## BEGIN Page text

[Updated October 20, 2018 and January 17, 2019 at end of article]
The saga of the pedestrian bridge over the Collins Canal connecting Lincoln Court to Dade Boulevard continues. The Miami Beach Design Review Board (DRB) didn’t love the community approved option which includes decorative panels with a bubble design but were persuaded not to reopen the discussion when City staff recounted the two and half year long process to reach an agreement. They did, however, ask that the panels be continued on the accessible ramps for a more cohesive design and made suggestions for how they should be attached. Meanwhile, two City Commissioners have placed the item on next week’s Commission agenda to discuss safety concerns that some residents have expressed about the bridge.
At this month’s DRB meeting, one of the first questions asked by the Board was why there were so many turns in the ramp on the south side (above right). Luis Soto, Acting City Engineer, explained the elevation on that side was very low and required a drop from 7.5 feet to 1.5 feet in a very restricted right of way. The south ramp is temporary, he said, until such time when the roadway on that side is elevated and there would be less of a height differential between the road and the bridge.

## END Page text
## BEGIN Data extract

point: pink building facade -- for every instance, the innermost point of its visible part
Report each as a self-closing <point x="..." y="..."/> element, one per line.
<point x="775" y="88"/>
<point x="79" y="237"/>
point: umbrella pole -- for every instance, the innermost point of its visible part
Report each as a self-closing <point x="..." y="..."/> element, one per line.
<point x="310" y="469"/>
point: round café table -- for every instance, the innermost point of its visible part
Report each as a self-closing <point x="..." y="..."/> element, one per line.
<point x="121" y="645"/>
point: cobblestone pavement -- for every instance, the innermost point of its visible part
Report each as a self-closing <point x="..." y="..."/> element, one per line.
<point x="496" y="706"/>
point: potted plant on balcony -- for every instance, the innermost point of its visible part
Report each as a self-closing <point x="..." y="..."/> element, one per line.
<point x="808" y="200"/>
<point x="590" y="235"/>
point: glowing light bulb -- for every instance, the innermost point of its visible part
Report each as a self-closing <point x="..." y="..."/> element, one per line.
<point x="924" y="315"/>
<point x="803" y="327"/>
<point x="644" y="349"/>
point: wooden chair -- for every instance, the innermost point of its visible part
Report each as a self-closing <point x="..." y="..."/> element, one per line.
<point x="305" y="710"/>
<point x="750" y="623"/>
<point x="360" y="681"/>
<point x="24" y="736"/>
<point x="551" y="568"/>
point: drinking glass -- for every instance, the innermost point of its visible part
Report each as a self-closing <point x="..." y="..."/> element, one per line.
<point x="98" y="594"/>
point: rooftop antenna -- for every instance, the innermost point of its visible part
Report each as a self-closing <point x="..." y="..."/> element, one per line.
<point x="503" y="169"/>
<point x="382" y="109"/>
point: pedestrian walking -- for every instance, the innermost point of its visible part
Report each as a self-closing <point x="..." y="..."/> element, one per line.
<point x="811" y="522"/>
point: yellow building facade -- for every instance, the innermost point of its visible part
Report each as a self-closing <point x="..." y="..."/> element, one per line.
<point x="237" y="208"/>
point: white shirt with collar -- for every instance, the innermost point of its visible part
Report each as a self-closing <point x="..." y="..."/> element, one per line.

## END Data extract

**Task brief:** According to the article on the Collins Canal pedestrian bridge, how long will the south ramp remain in place?

**Response for this exercise:** It will remain until the roadway on that side is elevated and there is less of a height differential between the road and the bridge.